** START Given entries **
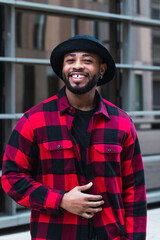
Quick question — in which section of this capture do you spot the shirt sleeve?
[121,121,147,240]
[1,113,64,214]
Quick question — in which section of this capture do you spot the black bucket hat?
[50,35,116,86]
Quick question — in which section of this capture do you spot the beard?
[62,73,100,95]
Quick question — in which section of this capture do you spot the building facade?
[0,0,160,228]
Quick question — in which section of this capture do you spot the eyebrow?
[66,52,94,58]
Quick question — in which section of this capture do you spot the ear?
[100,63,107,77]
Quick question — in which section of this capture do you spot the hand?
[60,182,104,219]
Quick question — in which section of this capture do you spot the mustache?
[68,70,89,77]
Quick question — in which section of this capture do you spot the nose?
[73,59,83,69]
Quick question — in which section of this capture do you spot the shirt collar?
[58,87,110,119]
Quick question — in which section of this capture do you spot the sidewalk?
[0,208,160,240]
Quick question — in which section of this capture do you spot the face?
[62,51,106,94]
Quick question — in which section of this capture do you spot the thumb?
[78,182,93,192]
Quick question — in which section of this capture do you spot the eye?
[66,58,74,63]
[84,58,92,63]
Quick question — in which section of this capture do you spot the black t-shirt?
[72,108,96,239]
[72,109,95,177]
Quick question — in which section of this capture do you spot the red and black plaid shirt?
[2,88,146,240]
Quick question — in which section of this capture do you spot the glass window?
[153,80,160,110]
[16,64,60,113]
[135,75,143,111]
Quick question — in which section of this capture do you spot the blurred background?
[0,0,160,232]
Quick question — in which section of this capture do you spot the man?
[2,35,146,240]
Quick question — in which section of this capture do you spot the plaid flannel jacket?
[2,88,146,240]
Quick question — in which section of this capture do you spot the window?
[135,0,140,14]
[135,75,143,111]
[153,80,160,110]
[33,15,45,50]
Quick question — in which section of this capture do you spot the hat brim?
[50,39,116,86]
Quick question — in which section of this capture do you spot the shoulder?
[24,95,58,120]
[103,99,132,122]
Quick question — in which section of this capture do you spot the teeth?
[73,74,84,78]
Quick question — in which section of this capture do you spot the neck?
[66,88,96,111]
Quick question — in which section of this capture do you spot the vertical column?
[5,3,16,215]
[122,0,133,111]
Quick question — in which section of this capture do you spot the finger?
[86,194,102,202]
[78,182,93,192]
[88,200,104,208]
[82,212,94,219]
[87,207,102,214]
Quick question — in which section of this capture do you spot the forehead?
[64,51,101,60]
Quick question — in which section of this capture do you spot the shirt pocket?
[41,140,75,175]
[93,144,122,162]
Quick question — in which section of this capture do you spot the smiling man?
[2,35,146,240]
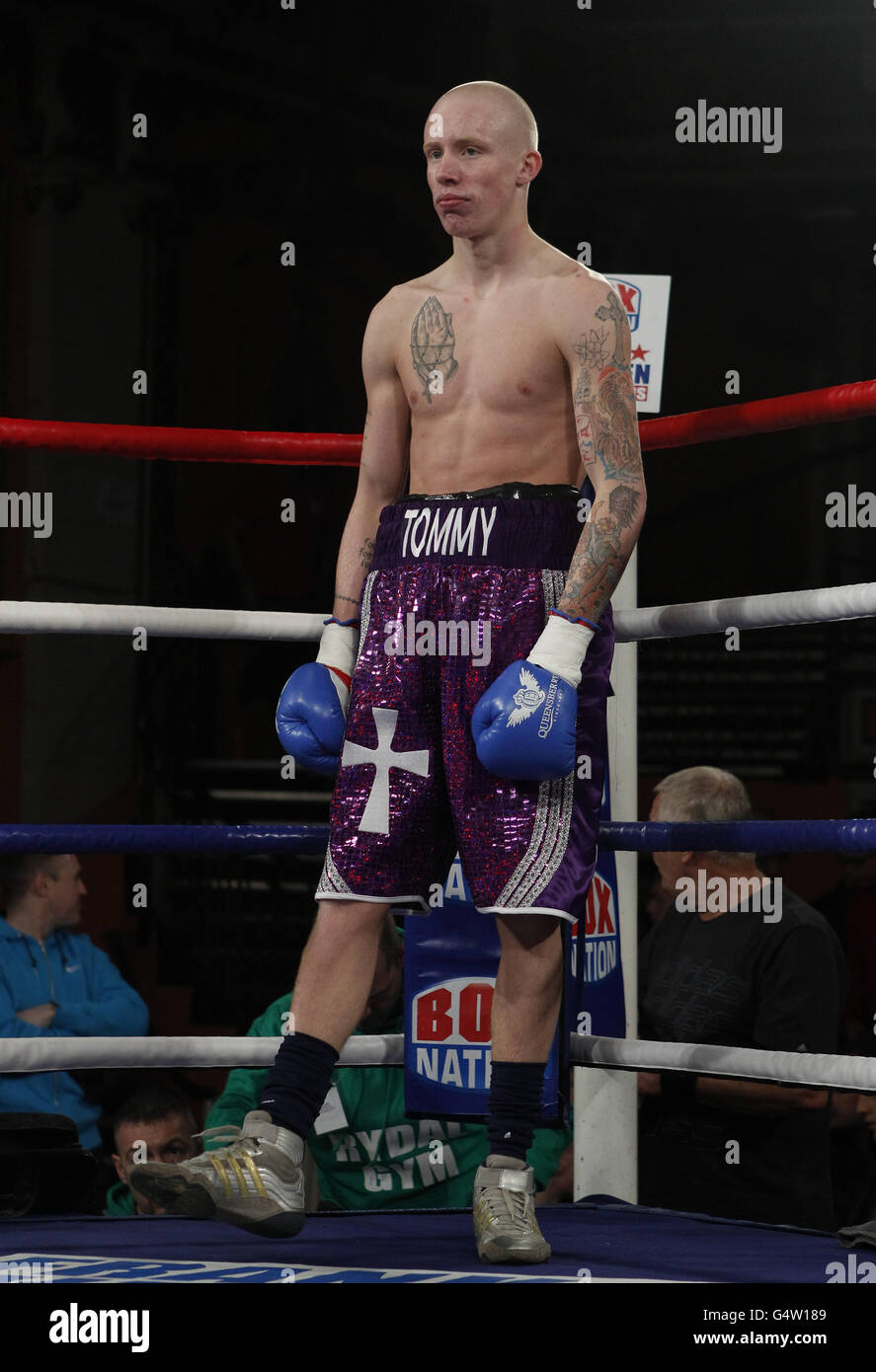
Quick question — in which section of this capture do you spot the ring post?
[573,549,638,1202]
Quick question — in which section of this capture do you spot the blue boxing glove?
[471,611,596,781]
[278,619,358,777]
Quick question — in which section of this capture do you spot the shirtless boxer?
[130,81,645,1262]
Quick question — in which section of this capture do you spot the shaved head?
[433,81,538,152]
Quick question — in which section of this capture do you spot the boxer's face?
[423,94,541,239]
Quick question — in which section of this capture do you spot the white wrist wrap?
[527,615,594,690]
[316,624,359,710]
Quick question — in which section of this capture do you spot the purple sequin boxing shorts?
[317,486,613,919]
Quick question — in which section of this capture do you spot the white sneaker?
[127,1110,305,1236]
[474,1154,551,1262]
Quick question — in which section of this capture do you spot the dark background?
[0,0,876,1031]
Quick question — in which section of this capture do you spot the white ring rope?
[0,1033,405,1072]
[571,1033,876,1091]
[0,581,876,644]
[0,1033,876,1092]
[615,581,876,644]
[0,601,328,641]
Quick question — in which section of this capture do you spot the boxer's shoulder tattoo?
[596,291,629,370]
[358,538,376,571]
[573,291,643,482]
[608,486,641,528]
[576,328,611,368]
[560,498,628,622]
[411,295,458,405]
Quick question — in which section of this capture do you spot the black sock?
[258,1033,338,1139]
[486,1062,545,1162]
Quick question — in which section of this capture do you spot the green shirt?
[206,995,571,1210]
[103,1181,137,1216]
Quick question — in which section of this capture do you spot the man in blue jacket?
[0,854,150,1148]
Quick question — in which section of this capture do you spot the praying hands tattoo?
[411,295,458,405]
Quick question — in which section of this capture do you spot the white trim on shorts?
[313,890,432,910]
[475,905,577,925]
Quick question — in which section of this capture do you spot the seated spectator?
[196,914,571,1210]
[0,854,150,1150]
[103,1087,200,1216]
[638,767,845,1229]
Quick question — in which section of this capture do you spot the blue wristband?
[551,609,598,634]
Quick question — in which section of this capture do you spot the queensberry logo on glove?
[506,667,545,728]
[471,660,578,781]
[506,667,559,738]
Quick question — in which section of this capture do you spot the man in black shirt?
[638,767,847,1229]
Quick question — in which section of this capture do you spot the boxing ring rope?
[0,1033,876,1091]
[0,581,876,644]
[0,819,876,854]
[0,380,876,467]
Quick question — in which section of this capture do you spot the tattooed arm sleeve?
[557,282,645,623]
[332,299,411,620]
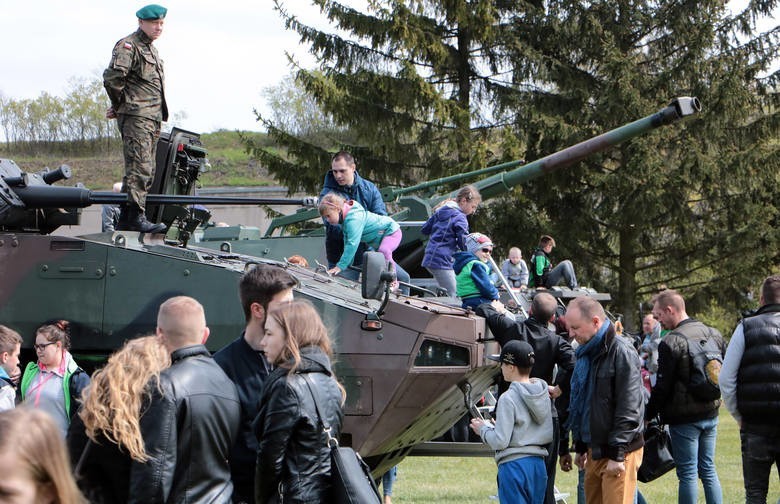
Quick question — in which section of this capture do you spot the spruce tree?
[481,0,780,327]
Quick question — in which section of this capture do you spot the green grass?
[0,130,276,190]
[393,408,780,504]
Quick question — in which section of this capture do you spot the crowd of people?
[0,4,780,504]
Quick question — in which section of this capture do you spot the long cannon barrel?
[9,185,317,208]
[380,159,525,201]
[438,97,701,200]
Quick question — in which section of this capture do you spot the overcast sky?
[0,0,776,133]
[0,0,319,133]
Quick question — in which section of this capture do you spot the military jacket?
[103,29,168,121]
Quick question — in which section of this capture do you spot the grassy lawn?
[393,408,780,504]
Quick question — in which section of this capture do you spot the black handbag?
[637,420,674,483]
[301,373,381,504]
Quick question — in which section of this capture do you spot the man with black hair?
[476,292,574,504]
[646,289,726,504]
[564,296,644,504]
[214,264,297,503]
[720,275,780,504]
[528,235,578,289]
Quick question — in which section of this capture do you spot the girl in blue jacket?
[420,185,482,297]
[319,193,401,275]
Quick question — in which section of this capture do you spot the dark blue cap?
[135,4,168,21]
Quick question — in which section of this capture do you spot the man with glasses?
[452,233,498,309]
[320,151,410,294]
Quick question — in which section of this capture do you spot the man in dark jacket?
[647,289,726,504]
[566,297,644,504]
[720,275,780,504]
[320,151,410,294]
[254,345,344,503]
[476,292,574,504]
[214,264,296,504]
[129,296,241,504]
** END Given entries **
### Exercise prompt
Lay out the rows as a Markdown table with the columns Number and Line, starting at the line that contains "with black hair?" and ending at the last of the rows. Include both ends, number each line in order, and leave out any blank lines.

### The completed task
| Number | Line |
|---|---|
| 1 | Quick question — in which section of this capture do you spot the man with black hair? |
| 2 | [476,292,574,504] |
| 3 | [646,289,726,504] |
| 4 | [564,296,644,504] |
| 5 | [214,264,297,503] |
| 6 | [720,275,780,504] |
| 7 | [528,235,578,289] |
| 8 | Quick question — in which section of this capture do you spot the girl in blue jacket? |
| 9 | [420,185,482,297] |
| 10 | [319,193,401,275] |
| 11 | Quick question — in which section of this capture do you spot the dark blue cap? |
| 12 | [135,4,168,21] |
| 13 | Quick question — in which section of this capture do you spot the man with glasses? |
| 14 | [452,233,498,309] |
| 15 | [320,151,410,294] |
| 16 | Quick question — in which section of this capture do you spot the man in dark jacket? |
| 17 | [647,289,726,504] |
| 18 | [566,297,644,504] |
| 19 | [720,275,780,504] |
| 20 | [320,151,410,294] |
| 21 | [254,345,344,503] |
| 22 | [476,292,574,504] |
| 23 | [214,264,296,504] |
| 24 | [129,296,241,504] |